ENTRIES.
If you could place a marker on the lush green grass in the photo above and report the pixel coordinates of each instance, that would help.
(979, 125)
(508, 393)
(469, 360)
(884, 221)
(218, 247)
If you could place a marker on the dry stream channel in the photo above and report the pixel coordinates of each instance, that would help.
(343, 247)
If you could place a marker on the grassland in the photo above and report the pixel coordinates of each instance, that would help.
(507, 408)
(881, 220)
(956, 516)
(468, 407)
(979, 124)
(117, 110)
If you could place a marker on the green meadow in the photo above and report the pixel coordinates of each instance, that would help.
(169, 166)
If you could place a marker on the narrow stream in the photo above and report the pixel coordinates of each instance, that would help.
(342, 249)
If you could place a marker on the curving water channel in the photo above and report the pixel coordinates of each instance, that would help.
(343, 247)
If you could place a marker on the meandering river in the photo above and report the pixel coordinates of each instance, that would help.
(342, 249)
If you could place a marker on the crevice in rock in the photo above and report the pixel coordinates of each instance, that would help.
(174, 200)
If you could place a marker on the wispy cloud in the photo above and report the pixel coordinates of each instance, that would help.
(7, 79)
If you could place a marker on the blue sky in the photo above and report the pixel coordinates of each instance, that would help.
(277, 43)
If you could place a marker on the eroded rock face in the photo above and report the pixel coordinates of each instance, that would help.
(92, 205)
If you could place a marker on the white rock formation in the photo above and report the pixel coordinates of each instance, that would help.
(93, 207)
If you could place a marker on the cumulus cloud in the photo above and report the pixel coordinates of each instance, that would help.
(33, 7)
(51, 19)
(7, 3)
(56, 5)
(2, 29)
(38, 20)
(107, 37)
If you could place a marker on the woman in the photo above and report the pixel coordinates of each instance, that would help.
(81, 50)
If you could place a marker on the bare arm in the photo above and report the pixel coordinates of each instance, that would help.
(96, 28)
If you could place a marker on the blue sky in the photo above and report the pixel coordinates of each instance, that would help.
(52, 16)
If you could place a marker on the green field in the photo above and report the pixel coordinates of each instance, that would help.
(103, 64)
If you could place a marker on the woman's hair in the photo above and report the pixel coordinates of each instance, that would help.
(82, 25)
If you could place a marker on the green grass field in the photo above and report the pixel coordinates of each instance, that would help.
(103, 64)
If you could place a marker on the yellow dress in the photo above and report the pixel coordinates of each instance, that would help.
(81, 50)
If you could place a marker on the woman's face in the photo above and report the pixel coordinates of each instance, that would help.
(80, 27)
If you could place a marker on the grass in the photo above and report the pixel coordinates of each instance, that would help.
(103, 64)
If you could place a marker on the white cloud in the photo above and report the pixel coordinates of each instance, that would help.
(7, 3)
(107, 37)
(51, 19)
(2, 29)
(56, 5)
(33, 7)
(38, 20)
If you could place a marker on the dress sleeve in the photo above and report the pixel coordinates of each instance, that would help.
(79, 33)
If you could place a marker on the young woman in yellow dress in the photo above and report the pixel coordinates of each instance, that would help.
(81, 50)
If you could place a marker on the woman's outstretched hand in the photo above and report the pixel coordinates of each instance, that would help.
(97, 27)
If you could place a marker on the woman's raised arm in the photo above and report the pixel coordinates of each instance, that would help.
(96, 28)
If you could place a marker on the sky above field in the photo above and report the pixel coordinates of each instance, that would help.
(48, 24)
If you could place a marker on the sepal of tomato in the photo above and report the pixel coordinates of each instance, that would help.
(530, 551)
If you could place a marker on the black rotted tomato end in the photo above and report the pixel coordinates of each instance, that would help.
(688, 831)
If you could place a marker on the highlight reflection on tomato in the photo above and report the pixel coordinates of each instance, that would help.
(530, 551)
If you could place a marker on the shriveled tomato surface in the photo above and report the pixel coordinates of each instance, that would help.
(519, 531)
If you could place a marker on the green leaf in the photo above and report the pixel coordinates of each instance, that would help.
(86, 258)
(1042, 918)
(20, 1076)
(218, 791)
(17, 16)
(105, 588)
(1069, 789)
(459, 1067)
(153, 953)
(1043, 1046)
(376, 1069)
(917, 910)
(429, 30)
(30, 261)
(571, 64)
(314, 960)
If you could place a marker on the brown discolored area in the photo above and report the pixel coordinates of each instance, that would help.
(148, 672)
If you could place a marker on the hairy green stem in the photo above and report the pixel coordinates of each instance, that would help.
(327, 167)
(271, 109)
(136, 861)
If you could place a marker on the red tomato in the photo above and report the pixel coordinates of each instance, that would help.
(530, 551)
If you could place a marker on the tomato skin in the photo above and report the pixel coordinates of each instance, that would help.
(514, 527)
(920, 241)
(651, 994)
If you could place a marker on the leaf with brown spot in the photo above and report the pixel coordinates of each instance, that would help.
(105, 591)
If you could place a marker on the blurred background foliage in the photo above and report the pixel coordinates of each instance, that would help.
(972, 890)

REQUEST. Print every record exactly as it was given.

EXERCISE RESULT.
If you could place a marker on the lush green grass in the photo above and report the pixel coordinates of each instance, that would help.
(979, 125)
(508, 393)
(469, 360)
(884, 221)
(218, 247)
If you could place a marker on the dry stream channel in the photo above and report the pixel coordinates of each instance, that would help.
(343, 247)
If you could place a marker on the grassland in the photo above and report the pixel coordinates of each instance, that would help.
(507, 408)
(881, 220)
(956, 516)
(468, 407)
(979, 124)
(117, 110)
If you could place a marker on the green meadow in the photo above and report the pixel coordinates of each instance, that would help.
(169, 166)
If you could place a marker on the narrow stream in the photo above and report the pixel coordinates of each instance, that would help.
(342, 249)
If you could place a marker on the curving water channel in the photo above and report the pixel coordinates of each instance, that would help.
(343, 247)
If you could place a marker on the meandering river in the photo above and report the pixel coordinates of each instance, that would help.
(342, 249)
If you could place a marker on the crevice in rock in the photo above and report the pixel coordinates of each instance, that would help.
(174, 200)
If you could place a marker on the wispy cloud in the photo above and report the pixel coordinates of each instance, that would help.
(7, 79)
If you could place a marker on the blue sky in the photo above and report the pixel coordinates of each instance, that would help.
(277, 43)
If you could place a marker on the eroded rock face in the photo above and report the pixel coordinates of each instance, that would help.
(92, 205)
If you could place a marker on the white rock formation in the photo above and report the pixel coordinates of each instance, that would help.
(93, 207)
If you could place a marker on the cumulus cloud in the photo above and report the pixel coordinates of each instance, that would help.
(33, 7)
(51, 19)
(7, 3)
(56, 5)
(2, 29)
(38, 20)
(107, 37)
If you could place a marker on the woman in the photo above and report the pixel coordinates of each instance, that would help.
(81, 50)
If you could place a marker on the bare arm in the photo above and report the pixel coordinates of each instance, that would help.
(96, 28)
If you could place a marker on the blue sky in the photo above and report the pixel coordinates of each instance, that would help.
(52, 16)
If you could place a marker on the green field in the photo above and report the pixel coordinates of each instance, that would help.
(103, 64)
If you could place a marker on the woman's hair in the photo above and report the pixel coordinates of each instance, that would help.
(82, 25)
If you could place a marker on the green grass field in the photo above and report the pixel coordinates of each instance, that would help.
(103, 64)
If you could place a marker on the yellow dress in the photo above and report the pixel coordinates of each instance, that would help.
(81, 50)
If you could place a marker on the woman's face in the photo above and report the pixel coordinates of each instance, that would help.
(80, 27)
If you could place a marker on the grass in the photo above and report the pixel coordinates of each instance, that would help.
(103, 64)
If you could place a marker on the white cloud in the photo above and report the pixel coordinates of each instance, that would help.
(7, 3)
(107, 37)
(51, 19)
(2, 29)
(56, 5)
(33, 7)
(38, 20)
If you could place a marker on the dress sleeve in the photo above and report the pixel coordinates of each instance, that would help.
(79, 33)
If you could place a marker on the young woman in yellow dress in the photo above and report the pixel coordinates of each instance, that would help.
(81, 50)
If you could place a marker on the woman's outstretched hand in the photo above and report the pixel coordinates of each instance, that would help.
(97, 27)
If you could place a marker on the woman's raised arm in the photo above and report the pixel coordinates of each instance, that would help.
(96, 28)
If you could place a marker on the sky above field in the photo above and report the pixel coordinates of each instance, that would help.
(48, 24)
If you could place a marker on the sepal of tomato in the photo above and report the pixel coordinates of each instance, that would help.
(530, 551)
If you could place a marker on the black rotted tomato end in the photo above and report the pixel coordinates of each instance, that would help.
(688, 831)
If you could place a marker on the highlight reflection on tomato in the photo above and report the pixel coordinates of each instance, that would help.
(530, 551)
If you could place a marker on the shriveled tomato surface in the photo above and report the pixel coordinates of each instance, that would help.
(519, 531)
If you could place a marker on the green leaf in the photo above and report the pixel coordinates of each instance, that would help.
(86, 258)
(1042, 918)
(20, 1076)
(218, 791)
(17, 16)
(105, 588)
(1069, 789)
(459, 1067)
(153, 953)
(1043, 1046)
(376, 1069)
(917, 910)
(429, 30)
(30, 261)
(571, 64)
(314, 960)
If you could place a marker on the brown discolored area in the photo above and report the pixel coordinates of each instance, that would help.
(148, 672)
If you could place a marker on the hairy green stem in the photo above and report the pixel coordinates of each instance, that would help.
(327, 167)
(271, 109)
(136, 861)
If you could place a marker on the red tomato in the photo above and report the pixel coordinates of each instance, that would help.
(530, 551)
If you could place a marker on the tomato skin in the photo above and report the pixel coordinates of each instance, that would help.
(514, 527)
(920, 241)
(651, 994)
If you could place a marker on the leaf with brown spot in the photo above and report the pixel coordinates of each instance, that would help.
(105, 591)
If you could place a marker on the blurred background foliage in the photo above and report the pixel coordinates of each instance, that would help.
(972, 890)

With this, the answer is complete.